= Excerpted passage =

__________

The Great Plains is roughly between the 98th meridian and the Rocky Mountains. Mostly level, treeless and semi-arid. In Texas the 98th meridian is just west of Austin.

This is Mike Strong, in Hays, for HPPR. The book is “The Time It Never Rained” by Elmer Kelton.

We’ve all met the PMA. At one time or another. Or all too often.

But Elmer Kelton never tells us what P-M-A stands for. The usual practice in journalism - and Kelton was a journalist in the 1950s for a newspaper in San Angelo, Texas – the usual practice is to introduce the abbreviation next to the spelled-out version with one of those versions in parentheses and then ever after to use the abbreviation.

I Googled. I got a lot, but nothing which looked like government messing into agriculture.

Elmer Kelton writes that Charlie Flagg, our crank number one, “… sold his freedom bit by bit, and was paid for it on the installment plan.”

__________

= Activities =
1. In the book commentary, what newspaper work did Elmer Kelton do in the 1950s?
2. Swap "Hays" for "Garden City" in the book commentary and give the passage from "This is Mike" to "all too often." with that change.
3. Carry on the book commentary from its final sentence.

Stored data entries
__________

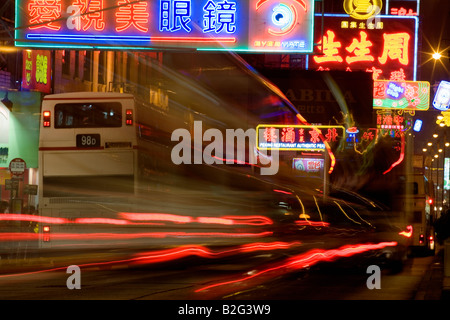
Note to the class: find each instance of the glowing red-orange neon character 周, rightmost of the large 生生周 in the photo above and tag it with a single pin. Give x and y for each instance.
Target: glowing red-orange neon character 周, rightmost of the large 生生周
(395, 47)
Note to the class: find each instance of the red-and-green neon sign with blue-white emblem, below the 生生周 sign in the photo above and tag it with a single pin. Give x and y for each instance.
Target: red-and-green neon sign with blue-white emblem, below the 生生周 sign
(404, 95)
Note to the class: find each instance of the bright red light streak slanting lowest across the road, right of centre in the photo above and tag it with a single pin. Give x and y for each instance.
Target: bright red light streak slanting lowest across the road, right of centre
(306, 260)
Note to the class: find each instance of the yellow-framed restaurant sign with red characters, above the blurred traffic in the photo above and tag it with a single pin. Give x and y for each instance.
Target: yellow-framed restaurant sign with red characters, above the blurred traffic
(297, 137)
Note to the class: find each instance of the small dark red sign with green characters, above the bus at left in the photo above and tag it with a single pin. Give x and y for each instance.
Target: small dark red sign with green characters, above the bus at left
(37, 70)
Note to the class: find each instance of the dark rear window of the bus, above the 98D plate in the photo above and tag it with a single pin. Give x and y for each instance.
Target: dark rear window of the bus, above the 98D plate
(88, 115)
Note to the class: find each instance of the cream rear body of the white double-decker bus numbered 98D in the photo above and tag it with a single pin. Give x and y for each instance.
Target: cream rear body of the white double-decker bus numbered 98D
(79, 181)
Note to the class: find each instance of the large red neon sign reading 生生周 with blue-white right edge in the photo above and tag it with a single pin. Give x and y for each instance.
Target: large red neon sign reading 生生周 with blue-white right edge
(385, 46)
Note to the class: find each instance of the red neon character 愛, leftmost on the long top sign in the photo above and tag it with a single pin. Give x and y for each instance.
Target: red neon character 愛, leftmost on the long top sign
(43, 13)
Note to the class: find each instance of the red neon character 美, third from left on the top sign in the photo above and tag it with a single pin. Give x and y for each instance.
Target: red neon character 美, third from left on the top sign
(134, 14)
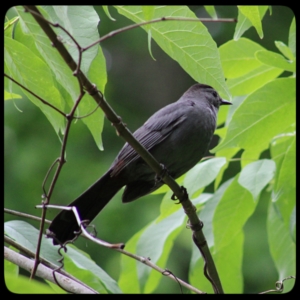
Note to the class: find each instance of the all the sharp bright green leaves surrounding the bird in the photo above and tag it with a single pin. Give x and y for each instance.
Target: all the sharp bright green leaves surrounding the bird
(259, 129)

__________

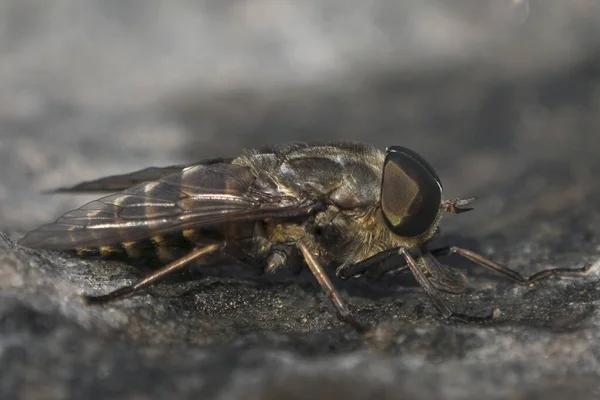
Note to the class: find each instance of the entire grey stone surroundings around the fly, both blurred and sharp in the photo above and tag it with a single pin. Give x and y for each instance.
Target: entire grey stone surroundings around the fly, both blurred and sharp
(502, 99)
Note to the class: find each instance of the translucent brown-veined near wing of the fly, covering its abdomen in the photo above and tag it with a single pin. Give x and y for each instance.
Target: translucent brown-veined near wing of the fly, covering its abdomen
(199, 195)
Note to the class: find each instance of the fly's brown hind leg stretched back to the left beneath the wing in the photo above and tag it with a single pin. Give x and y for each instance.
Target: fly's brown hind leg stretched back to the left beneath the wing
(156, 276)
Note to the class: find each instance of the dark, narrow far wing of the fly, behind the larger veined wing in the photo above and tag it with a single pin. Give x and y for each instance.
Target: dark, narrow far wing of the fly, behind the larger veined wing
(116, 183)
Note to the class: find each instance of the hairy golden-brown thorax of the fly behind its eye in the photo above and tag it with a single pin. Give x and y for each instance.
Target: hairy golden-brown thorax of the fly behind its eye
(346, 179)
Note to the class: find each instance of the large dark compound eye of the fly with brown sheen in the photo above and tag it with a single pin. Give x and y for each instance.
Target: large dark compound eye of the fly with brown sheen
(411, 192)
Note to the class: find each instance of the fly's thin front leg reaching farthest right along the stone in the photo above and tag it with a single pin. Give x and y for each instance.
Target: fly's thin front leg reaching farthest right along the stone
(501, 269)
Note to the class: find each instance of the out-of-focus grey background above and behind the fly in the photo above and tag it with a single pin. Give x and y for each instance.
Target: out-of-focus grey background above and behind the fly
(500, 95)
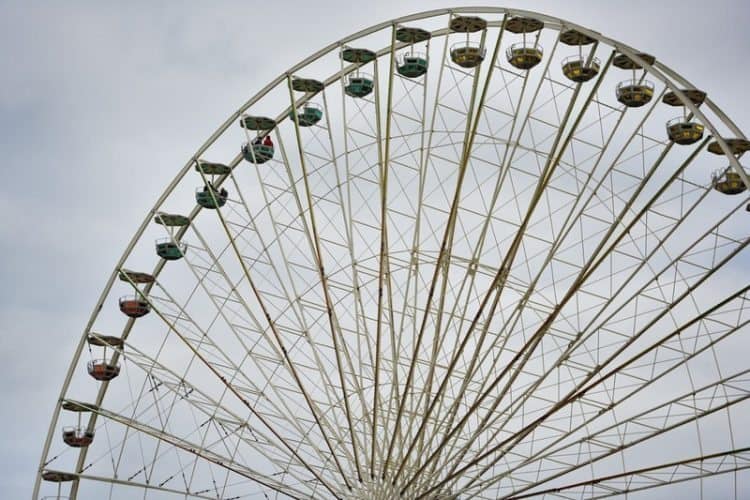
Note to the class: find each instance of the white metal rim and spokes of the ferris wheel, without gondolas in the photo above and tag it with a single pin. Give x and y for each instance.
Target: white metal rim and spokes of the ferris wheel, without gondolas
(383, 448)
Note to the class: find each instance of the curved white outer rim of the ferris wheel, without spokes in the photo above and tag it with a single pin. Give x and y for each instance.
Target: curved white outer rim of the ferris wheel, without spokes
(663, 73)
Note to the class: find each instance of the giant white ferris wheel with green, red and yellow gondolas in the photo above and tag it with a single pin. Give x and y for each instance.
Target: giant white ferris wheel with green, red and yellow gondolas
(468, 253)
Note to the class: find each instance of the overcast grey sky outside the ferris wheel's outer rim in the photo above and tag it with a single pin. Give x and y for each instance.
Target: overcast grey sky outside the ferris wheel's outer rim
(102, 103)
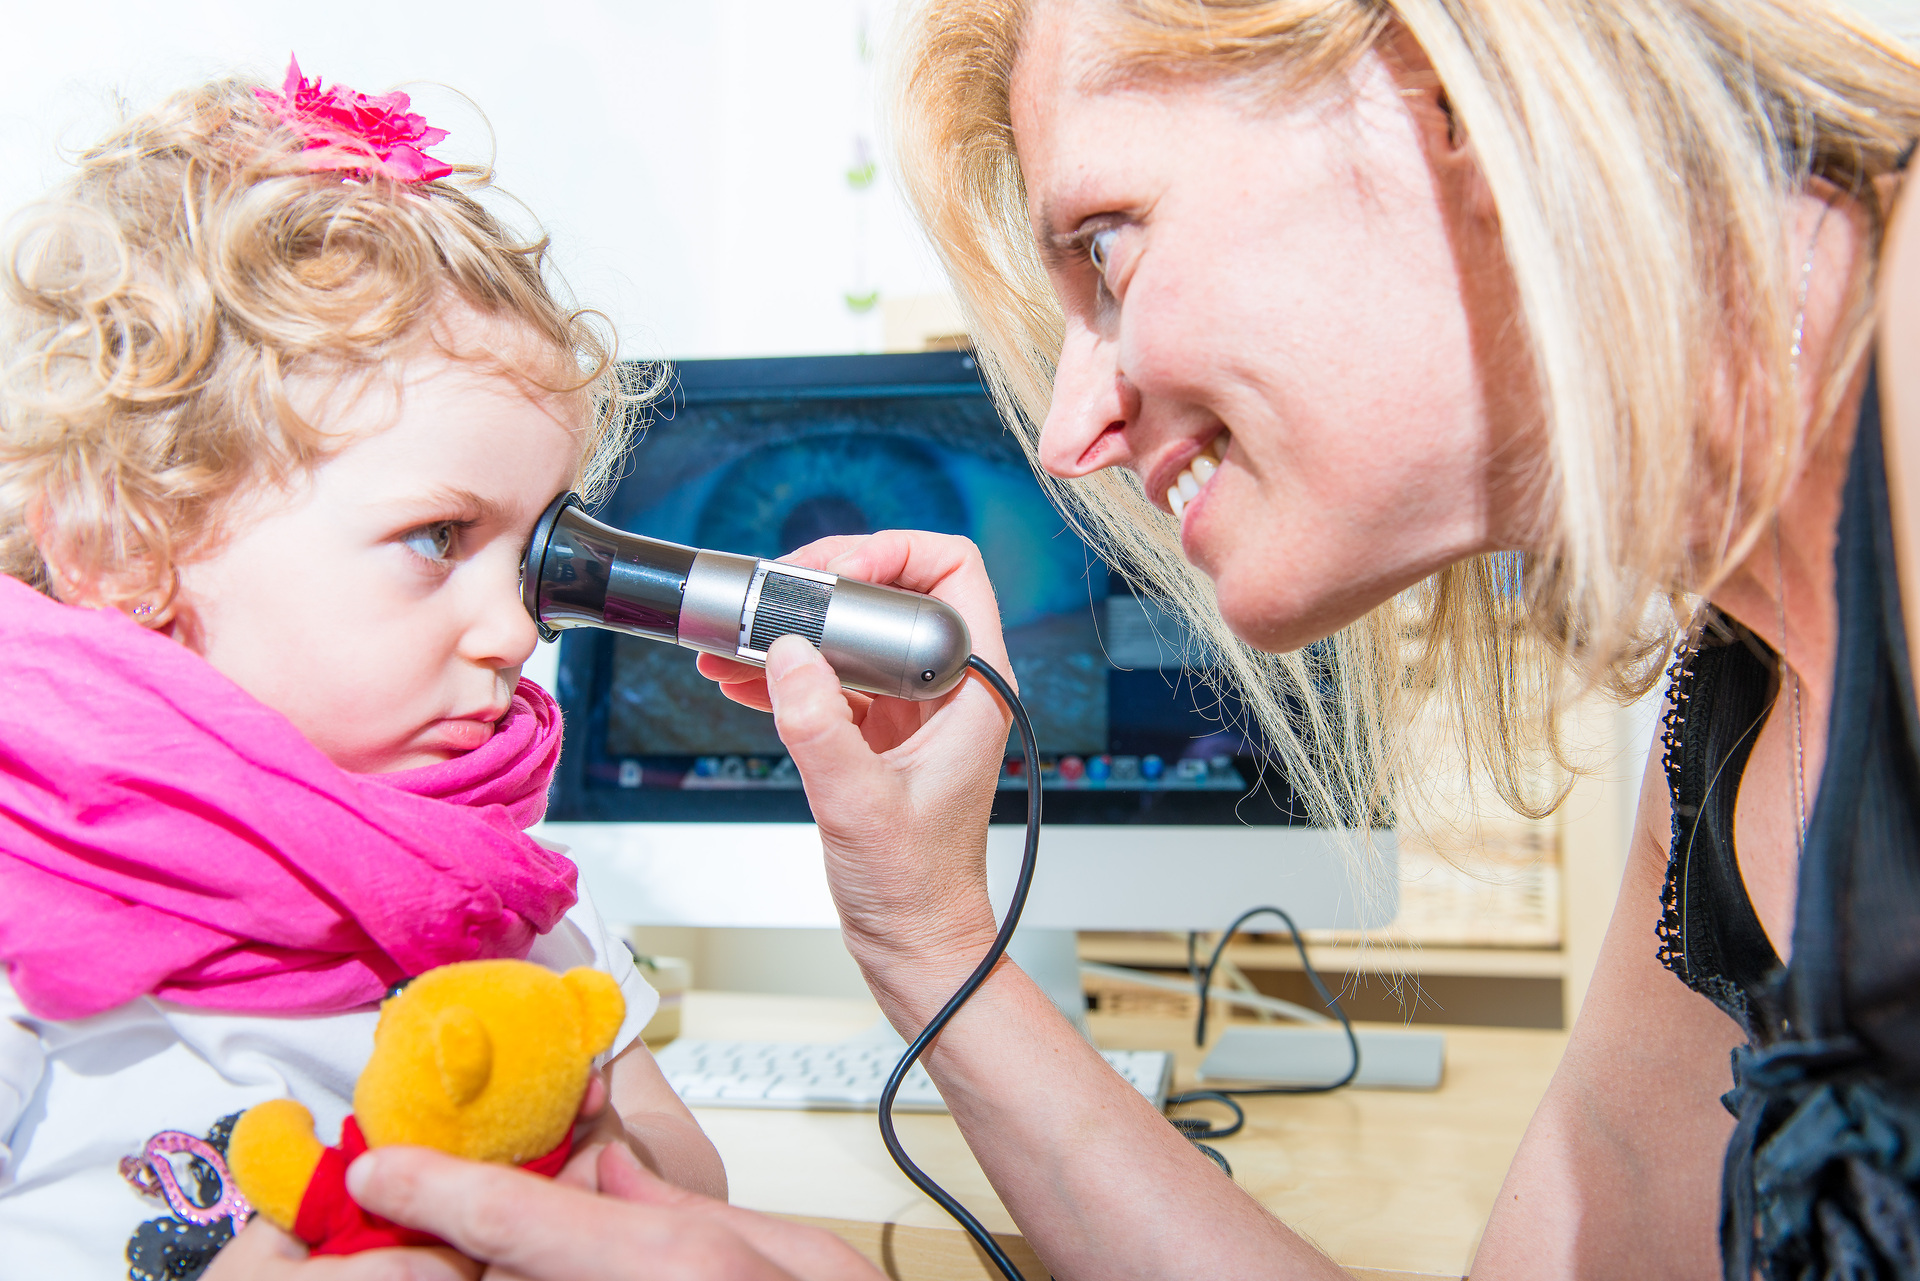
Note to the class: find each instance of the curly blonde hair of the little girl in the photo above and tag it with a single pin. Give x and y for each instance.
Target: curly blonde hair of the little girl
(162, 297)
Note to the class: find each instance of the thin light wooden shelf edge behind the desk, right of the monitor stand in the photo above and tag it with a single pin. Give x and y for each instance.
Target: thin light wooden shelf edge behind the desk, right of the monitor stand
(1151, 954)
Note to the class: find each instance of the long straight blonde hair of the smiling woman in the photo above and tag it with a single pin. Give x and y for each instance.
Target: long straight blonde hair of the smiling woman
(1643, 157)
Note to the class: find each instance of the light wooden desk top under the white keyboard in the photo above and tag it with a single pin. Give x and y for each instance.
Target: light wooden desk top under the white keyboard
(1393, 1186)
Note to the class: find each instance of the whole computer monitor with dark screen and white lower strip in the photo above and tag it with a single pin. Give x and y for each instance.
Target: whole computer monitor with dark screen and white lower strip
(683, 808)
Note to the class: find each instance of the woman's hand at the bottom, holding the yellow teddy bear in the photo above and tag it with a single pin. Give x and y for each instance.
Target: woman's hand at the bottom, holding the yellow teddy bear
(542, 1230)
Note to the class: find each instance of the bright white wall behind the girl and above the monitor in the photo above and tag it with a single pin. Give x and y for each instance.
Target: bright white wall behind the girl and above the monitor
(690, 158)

__________

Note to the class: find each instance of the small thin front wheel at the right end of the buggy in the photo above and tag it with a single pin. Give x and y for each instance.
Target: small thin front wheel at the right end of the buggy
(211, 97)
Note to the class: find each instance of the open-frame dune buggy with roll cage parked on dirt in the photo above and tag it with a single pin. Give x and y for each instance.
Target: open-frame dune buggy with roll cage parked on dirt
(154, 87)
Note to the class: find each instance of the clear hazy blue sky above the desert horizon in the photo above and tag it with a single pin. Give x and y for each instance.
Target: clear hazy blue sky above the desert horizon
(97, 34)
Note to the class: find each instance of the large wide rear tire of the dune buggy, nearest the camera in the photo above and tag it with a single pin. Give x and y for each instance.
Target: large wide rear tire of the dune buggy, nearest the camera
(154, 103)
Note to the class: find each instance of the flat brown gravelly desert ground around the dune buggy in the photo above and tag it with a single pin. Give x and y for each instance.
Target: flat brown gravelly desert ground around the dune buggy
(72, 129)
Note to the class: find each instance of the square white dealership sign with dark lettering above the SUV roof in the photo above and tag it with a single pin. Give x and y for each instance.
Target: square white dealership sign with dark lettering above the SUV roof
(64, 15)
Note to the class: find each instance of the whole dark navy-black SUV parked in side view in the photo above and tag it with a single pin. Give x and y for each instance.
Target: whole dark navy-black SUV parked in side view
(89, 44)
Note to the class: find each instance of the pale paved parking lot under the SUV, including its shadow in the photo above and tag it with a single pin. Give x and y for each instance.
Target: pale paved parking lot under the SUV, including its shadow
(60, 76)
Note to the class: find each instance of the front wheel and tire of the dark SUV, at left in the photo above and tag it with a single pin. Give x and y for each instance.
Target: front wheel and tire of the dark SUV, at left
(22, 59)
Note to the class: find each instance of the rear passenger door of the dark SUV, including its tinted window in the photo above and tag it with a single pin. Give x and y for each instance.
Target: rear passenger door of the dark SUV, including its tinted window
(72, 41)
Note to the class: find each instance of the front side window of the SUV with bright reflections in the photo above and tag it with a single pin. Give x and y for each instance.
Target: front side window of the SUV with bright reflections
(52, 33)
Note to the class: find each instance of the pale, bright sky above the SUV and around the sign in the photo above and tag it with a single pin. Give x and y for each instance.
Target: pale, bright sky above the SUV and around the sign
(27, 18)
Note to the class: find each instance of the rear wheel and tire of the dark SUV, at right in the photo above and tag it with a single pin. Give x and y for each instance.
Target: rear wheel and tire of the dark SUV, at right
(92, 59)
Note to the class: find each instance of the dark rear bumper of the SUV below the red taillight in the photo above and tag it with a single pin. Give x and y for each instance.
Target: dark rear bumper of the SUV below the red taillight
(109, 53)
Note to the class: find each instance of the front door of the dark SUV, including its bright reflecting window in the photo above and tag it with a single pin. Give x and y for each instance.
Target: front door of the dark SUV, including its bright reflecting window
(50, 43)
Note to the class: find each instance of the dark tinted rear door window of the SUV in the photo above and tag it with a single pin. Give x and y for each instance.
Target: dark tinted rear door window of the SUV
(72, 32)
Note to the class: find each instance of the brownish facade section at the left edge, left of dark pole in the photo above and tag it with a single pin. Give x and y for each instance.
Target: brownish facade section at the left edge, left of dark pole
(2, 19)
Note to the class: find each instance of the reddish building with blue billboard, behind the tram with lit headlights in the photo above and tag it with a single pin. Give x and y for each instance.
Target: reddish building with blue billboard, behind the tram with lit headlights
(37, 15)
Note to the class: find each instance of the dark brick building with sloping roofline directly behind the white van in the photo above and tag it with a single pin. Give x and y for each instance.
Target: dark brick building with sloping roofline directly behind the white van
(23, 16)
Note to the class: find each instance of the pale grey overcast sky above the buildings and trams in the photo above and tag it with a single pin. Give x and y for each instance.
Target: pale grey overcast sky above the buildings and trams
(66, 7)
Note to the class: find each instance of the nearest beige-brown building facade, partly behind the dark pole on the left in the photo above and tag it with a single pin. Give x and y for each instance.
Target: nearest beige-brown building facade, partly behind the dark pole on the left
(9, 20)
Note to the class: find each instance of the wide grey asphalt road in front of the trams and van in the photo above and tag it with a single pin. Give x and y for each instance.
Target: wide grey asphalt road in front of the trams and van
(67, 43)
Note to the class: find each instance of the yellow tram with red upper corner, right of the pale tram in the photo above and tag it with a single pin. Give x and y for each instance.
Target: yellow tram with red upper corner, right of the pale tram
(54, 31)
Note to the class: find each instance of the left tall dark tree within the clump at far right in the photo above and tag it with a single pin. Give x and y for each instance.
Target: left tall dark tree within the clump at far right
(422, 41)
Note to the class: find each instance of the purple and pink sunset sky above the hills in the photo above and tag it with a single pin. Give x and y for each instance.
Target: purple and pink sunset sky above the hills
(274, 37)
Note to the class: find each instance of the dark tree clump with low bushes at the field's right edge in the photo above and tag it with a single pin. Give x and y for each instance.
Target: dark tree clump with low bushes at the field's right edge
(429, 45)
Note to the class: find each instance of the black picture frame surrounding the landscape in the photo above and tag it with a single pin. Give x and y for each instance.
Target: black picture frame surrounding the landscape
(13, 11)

__________

= Answers to each task =
1. He was a journalist for a newspaper in San Angelo, Texas.

2.
This is Mike Strong, in Garden City, for HPPR. The book is “The Time It Never Rained” by Elmer Kelton.

We’ve all met the PMA. At one time or another. Or all too often.

3.
In the paragraph before that Kelton’s explainer tells us that the county office of the federal PMA had recently (that’s 1950’s recently):

“Next to rain, perhaps, it had become the most important fact. Here the man of the land came to declare his crop acreage, his past year’s plantings. Here he was told how much land he would be allowed to seed in cotton, in grain sorghums, in whatever other crops might be under federal control. Here he came for price support and to receive checks to help him pay for terraces and water-spreading, for water wells and surface tanks, for battling back the prickly pear and thorny mesquite.”

And how does the PMA accomplish that? Kelton tells us in detail how Charlie Flagg gets pulled in despite his independence.

But back to Google for a minute. Put in “federal PMA” and you get entities like Power Marketing Administrations, Parts Manufacturer Approval, Professional Managers Association and the President’s Management Agenda.

The President’s Management Agenda had a link to PMA Learning Agenda. Now maybe some specifics.

One of the first started out with:

“The President’s Management Agenda (PMA) defines Government-wide management priorities for all Federal agencies to improve how Government operates and performs.”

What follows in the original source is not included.